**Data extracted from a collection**
____

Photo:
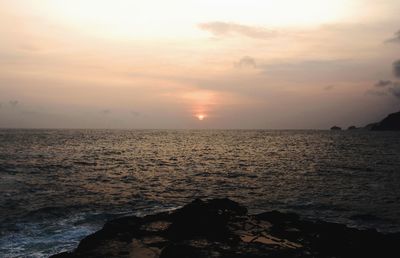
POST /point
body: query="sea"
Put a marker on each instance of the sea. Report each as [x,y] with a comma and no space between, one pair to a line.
[58,186]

____

**PROBLEM**
Quote exactly and only the lines from the one holding "POST /point" through the end of the data.

**YOUR SOLUTION**
POST /point
body: query="sea"
Put a marker on each instance of the sea. Report each as [x,y] with a comma and no space between, one pair to a line.
[58,186]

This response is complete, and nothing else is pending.